**ESTRATTO DELLA PAGINA**
******

Sull’istanza di procedimento accelerato
18
Il giudice del rinvio ha chiesto che la presente causa sia sottoposta a procedimento accelerato ai sensi dell’articolo 105 del regolamento di procedura della Corte.
19
A sostegno della sua domanda, detto giudice ha fatto valere che la presente causa solleva una questione di principio che incide sulle decisioni degli operatori economici intenzionati ad avvalersi delle capacità di un’impresa terza al fine di partecipare ad una procedura di gara, e che tale questione è oggetto di diffuso contenzioso dinanzi ai giudici italiani. Inoltre, la prosecuzione del procedimento di aggiudicazione dell’appalto pubblico di cui trattasi nel procedimento principale dipenderebbe dalla decisione della Corte, dato che il giudice del rinvio ha già deciso sugli altri motivi di ricorso. Infine, il lotto 2 di tale appalto pubblico riguarderebbe il servizio di raccolta e di trasporto dei rifiuti solidi urbani nonché altri servizi igienici pubblici per undici comuni della Regione siciliana, e il suo importo ammonterebbe a EUR 19087724,73.
20
A tale proposito, l’articolo 105, paragrafo 1, del regolamento di procedura prevede che, su domanda del giudice del rinvio o, in via eccezionale, d’ufficio, quando la natura della causa richiede un suo rapido trattamento, il presidente della Corte, sentiti il giudice relatore e l’avvocato generale, possa decidere di sottoporre un rinvio pregiudiziale a procedimento accelerato.
21
Per quanto riguarda, anzitutto, il fatto che la questione sollevata è oggetto di diffuso contenzioso in Italia, occorre ricordare che il procedimento accelerato di cui all’articolo 105, paragrafo 1, del regolamento di procedura costituisce uno strumento procedurale destinato a rispondere ad una situazione di urgenza straordinaria (ordinanze del presidente della Corte del 31 agosto 2010, UEFA e British Sky Broadcasting, C‑228/10, non pubblicata, EU:C:2010:474, punto 6; del 20 dicembre 2017, M.A. e a., C‑661/17, non pubblicata, EU:C:2017:1024, punto 17, nonché del 18 gennaio 2019, Adusbef e a., C‑686/18, non pubblicata, EU:C:2019:68, punto 11).
22
Orbene, il numero rilevante di soggetti o di rapporti giuridici potenzialmente interessati dalla questione sollevata non costituisce, in quanto tale, una circostanza eccezionale che possa giustificare il ricorso a un procedimento accelerato (ordinanza del presidente della Corte dell’8 marzo 2018, Vitali, C‑63/18, non pubblicata, EU:C:2018:199, punto 17 e giurisprudenza ivi citata).
23
Inoltre, quanto al fatto che la soluzione della controversia principale dipenderà dalla risposta fornita dalla Corte alla questione sollevata, dalla giurisprudenza risulta che il mero interesse dei singoli, indubbiamente legittimo, ad accertare il più rapidamente possibile la portata dei diritti ad essi conferiti dal diritto dell’Unione, non è atto a dimostrare l’esistenza di una circostanza eccezionale, ai sensi dell’articolo 105, paragrafo 1, del regolamento di procedura (ordinanza del presidente della Corte dell’8 marzo 2018, Vitali, C‑63/18, non pubblicata, EU:C:2018:199, punto 18 e giurisprudenza ivi citata).

******

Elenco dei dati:
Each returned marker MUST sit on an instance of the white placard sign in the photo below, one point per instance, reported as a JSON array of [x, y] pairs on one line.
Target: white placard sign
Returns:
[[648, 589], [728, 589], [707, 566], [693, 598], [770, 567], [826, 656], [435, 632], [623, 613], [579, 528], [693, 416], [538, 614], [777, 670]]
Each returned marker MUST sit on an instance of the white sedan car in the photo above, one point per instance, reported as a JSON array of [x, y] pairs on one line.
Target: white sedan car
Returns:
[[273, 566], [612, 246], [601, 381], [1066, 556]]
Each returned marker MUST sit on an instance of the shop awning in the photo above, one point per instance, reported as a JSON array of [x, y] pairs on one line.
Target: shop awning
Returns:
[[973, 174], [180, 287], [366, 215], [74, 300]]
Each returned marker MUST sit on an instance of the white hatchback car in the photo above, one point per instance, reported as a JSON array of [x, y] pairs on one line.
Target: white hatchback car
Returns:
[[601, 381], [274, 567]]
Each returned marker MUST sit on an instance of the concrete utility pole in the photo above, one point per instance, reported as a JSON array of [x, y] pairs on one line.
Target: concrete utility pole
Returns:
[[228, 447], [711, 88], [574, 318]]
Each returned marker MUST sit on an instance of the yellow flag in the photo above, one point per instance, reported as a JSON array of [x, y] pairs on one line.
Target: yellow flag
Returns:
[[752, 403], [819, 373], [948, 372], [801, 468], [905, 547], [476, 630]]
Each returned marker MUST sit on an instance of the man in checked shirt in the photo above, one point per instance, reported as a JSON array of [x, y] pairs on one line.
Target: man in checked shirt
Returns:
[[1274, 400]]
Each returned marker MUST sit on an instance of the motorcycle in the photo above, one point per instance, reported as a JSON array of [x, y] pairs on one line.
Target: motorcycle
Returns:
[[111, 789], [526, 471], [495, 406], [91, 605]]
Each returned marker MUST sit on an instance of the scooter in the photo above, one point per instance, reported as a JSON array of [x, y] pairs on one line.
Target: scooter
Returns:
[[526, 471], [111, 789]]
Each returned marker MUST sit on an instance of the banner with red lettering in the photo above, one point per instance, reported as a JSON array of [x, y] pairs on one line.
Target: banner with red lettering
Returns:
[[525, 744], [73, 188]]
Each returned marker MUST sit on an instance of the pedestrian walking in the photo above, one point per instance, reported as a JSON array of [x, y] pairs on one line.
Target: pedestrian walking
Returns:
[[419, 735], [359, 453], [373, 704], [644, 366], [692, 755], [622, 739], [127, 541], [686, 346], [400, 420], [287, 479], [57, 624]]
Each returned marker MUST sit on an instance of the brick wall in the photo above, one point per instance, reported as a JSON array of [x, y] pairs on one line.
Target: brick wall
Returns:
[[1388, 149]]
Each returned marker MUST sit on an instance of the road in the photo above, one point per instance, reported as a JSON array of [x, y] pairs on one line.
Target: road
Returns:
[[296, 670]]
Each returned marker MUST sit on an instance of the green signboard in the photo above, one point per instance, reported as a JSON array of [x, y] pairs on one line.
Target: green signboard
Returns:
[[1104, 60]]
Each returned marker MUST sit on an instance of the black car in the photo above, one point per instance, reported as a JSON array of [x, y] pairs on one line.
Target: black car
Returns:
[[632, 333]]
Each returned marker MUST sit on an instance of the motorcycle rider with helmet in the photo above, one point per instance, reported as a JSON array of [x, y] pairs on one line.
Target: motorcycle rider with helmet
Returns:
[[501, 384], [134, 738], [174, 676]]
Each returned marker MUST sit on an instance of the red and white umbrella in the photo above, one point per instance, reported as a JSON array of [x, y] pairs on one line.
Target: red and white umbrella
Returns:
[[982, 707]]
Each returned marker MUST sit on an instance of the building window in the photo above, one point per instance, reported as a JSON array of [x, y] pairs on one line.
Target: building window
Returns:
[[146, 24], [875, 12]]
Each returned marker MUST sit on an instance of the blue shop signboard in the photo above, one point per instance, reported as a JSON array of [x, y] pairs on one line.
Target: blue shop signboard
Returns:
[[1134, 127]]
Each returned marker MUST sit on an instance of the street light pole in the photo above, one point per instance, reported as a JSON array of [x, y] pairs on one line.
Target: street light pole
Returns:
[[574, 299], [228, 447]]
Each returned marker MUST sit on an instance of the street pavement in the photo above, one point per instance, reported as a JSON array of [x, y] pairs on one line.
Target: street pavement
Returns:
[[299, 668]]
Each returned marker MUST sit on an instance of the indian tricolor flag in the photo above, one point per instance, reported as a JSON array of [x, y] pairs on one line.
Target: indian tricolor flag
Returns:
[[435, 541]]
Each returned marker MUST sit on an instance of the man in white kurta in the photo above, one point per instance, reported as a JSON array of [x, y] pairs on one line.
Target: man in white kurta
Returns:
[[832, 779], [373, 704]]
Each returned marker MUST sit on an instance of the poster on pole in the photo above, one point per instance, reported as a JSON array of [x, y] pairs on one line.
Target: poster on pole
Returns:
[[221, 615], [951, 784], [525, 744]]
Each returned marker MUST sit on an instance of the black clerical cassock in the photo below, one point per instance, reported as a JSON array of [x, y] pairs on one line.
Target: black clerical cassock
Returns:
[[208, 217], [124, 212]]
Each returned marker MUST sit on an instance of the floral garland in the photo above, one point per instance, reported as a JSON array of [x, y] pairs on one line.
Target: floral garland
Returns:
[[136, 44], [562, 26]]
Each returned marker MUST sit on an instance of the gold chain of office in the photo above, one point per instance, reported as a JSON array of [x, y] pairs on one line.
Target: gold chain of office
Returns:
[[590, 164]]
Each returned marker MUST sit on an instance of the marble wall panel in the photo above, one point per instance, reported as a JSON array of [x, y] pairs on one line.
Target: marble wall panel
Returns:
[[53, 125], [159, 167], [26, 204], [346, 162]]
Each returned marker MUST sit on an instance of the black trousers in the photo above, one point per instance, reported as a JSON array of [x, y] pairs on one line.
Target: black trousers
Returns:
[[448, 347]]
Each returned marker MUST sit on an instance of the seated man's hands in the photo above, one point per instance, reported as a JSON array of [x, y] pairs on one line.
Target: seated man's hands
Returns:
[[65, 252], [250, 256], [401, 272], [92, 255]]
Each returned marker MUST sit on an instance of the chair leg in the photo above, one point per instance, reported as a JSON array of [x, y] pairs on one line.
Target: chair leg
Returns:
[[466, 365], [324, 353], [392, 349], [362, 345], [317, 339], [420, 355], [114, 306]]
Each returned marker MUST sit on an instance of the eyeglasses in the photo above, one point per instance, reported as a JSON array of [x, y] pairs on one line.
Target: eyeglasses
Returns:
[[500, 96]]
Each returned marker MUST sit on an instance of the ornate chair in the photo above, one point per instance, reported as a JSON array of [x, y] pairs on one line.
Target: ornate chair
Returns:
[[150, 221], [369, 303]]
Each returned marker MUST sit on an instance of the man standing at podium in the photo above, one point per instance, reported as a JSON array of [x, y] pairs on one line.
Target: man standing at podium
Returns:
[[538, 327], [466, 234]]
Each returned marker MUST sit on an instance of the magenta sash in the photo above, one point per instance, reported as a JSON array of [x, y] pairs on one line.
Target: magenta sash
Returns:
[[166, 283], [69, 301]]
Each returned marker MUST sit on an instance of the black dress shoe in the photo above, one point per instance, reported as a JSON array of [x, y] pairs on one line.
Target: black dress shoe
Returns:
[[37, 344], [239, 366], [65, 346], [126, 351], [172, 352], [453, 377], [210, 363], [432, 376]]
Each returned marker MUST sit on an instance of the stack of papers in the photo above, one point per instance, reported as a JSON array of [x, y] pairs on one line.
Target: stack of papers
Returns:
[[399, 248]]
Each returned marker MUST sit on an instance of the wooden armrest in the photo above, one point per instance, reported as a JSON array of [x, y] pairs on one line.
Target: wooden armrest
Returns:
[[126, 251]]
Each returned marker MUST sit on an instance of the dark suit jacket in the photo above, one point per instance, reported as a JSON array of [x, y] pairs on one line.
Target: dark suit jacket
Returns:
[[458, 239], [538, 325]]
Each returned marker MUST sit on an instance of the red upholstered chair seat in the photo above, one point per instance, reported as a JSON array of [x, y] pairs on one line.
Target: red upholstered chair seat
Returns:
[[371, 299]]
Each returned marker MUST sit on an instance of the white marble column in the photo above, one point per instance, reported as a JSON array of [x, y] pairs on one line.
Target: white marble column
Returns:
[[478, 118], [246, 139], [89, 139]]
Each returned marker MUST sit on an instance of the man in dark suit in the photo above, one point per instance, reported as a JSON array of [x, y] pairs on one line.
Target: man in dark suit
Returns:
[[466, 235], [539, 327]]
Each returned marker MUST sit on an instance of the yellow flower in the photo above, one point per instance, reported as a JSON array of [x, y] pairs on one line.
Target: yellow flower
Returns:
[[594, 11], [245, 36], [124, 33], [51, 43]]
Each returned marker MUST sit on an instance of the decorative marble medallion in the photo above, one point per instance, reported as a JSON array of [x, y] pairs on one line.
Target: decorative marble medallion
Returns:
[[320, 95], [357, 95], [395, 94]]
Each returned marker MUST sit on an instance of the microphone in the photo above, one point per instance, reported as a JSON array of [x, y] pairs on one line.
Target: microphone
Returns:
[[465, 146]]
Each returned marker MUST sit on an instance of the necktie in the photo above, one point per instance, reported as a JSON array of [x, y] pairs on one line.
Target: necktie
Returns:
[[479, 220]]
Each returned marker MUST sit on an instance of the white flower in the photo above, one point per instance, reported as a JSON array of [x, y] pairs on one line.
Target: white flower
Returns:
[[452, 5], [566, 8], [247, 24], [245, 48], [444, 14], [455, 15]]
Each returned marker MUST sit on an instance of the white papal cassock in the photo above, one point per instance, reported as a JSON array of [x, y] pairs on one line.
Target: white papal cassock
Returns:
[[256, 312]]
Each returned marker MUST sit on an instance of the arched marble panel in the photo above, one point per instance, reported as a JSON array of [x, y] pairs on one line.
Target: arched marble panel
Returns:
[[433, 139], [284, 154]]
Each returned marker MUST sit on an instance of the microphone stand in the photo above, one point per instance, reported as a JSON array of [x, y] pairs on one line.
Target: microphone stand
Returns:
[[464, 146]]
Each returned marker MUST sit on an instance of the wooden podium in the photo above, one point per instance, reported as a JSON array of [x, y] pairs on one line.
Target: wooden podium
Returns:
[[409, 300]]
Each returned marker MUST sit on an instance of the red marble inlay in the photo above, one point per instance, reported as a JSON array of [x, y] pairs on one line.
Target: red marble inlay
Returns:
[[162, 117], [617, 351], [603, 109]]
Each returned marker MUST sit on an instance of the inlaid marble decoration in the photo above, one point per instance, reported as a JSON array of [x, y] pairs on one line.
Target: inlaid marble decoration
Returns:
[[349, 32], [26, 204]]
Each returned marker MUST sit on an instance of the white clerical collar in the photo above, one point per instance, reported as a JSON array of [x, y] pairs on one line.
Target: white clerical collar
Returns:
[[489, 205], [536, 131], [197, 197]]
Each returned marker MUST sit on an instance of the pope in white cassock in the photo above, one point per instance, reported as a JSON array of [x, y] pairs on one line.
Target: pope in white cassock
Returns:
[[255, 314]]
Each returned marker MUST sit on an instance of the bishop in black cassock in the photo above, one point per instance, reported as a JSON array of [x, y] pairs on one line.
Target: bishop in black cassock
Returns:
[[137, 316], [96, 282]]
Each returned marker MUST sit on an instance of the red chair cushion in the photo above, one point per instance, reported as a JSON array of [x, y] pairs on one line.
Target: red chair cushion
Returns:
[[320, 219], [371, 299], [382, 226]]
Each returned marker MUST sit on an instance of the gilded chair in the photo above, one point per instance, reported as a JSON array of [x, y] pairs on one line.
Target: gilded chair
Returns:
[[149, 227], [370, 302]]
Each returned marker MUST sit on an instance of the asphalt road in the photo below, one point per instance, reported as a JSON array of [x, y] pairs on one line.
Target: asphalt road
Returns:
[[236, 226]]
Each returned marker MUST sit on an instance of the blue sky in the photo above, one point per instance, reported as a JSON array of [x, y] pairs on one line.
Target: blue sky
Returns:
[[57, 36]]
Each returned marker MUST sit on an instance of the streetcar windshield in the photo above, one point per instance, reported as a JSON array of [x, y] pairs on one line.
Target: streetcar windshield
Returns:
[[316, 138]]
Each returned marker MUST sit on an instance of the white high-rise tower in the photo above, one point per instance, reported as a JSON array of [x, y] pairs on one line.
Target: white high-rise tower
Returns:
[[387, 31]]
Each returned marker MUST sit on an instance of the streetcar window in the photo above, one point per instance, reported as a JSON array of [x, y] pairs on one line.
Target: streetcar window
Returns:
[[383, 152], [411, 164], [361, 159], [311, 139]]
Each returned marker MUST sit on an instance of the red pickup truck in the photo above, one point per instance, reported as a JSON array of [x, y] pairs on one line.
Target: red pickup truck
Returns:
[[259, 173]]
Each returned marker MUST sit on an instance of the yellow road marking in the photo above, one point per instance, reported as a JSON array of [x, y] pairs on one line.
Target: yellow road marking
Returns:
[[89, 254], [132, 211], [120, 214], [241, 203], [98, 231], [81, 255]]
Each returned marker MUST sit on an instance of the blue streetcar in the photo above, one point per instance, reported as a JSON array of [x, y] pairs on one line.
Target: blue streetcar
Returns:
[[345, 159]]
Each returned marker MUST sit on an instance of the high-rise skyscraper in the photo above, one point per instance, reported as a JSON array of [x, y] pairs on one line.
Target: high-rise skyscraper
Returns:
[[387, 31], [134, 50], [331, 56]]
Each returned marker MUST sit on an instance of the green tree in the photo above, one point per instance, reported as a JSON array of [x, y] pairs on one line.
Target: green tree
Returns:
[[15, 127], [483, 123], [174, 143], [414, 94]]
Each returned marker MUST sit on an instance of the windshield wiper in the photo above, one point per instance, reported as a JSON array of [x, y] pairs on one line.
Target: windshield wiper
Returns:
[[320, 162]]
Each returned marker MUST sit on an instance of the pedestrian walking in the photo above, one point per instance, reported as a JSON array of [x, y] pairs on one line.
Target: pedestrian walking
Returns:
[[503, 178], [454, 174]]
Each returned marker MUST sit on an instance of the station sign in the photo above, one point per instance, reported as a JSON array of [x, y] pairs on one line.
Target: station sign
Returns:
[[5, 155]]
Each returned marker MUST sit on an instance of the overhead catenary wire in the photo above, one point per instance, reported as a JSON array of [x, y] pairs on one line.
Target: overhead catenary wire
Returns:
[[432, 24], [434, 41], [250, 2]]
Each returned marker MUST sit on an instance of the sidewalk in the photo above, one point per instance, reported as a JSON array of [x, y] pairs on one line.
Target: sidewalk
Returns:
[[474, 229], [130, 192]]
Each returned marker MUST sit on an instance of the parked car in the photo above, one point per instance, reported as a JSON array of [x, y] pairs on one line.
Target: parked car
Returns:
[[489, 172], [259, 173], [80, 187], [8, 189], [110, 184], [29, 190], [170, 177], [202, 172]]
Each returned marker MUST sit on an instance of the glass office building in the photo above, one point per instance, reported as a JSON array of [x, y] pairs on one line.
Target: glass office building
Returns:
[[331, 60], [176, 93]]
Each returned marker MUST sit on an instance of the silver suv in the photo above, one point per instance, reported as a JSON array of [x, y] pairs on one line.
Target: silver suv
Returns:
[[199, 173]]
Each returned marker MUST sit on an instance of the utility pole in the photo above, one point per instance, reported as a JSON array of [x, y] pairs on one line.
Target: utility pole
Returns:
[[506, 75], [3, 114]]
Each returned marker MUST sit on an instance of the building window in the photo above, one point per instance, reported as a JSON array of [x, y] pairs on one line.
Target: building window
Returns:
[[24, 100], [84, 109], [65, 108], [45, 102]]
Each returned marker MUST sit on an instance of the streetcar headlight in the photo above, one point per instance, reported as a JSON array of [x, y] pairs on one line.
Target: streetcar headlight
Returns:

******

**COSE DA FARE**
1. Nell'estratto sul procedimento accelerato, per quanti comuni della Regione siciliana è previsto il servizio del lotto 2 dell'appalto pubblico?
2. Nelle voci, riscrivi il tratto che va dalla riga con "the green tree" alla riga con "[[15, 127], [483, 123], [174, 143], [414, 94]]", estremi compresi, mettendo "leafy tree" al posto di "green tree" e lasciando invariato tutto il resto.
Le voci non hanno alcun legame con l'estratto.

**RISPOSTE PER COMPITO**
1. Per undici comuni della Regione siciliana.

2.
Each returned marker MUST sit on an instance of the leafy tree in the photo above, one point per instance, reported as a JSON array of [x, y] pairs on one line.
Target: leafy tree
Returns:
[[15, 127], [483, 123], [174, 143], [414, 94]]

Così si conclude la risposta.